From the entries below, retype only the lines from the one with "Can you find the sea" through the one with "Can you find the man's ear", exactly as written.

───── DATA FOR THIS EXERCISE ─────

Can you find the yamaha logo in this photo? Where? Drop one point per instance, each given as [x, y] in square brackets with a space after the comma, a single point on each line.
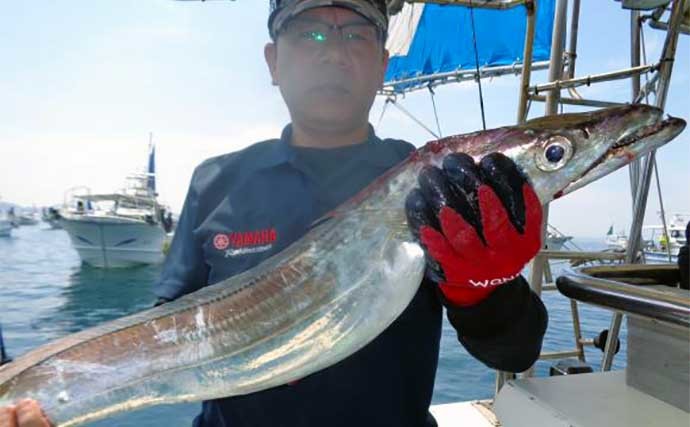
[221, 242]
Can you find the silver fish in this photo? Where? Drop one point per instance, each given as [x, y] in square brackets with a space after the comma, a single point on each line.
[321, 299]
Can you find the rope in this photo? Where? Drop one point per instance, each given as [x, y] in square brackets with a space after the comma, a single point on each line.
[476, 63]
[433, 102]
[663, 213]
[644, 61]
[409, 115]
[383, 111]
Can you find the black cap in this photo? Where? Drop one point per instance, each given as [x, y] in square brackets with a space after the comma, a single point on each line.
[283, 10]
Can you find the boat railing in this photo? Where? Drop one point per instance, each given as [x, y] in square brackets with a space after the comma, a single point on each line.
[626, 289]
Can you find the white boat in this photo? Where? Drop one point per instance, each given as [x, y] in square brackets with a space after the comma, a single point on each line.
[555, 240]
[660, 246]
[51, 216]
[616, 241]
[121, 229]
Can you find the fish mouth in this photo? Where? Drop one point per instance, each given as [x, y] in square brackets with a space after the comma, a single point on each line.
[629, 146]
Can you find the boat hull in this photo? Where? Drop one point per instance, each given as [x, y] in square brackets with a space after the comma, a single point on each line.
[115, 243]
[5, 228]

─────
───── DATA FOR THIS EXERCISE ─────

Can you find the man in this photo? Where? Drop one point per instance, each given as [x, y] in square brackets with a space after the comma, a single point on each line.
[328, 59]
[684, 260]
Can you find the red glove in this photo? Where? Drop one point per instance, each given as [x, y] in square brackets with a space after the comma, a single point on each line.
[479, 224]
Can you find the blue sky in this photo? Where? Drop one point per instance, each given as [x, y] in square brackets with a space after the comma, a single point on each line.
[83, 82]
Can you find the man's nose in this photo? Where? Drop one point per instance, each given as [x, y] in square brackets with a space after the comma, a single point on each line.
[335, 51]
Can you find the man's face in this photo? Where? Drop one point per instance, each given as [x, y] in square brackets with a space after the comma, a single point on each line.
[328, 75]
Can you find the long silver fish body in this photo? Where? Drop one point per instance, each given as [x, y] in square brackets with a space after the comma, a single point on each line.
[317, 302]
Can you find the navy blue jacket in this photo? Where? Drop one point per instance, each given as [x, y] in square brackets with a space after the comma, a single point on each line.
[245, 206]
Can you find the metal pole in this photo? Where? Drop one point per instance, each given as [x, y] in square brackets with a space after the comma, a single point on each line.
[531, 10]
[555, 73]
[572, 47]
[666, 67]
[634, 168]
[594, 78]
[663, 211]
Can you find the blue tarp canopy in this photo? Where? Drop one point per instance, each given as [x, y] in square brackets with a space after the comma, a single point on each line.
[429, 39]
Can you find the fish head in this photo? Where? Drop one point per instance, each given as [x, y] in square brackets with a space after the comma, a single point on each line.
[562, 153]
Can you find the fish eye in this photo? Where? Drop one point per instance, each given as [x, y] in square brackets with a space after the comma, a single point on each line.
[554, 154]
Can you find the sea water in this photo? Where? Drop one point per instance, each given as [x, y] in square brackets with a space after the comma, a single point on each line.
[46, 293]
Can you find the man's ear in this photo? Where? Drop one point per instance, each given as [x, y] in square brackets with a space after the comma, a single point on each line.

─────

— RESPONSE TO THIS EXERCISE —
Can you find the sea water in this photo? Where? Drop one point per instance, each given as [x, y] in square brackets with a space after the comma, a single point on each line.
[46, 293]
Can you find the man's ear in this photo? Where? Drop one point per instance, each given as [x, y] in square brackets with a space after the comma, a single point on each line.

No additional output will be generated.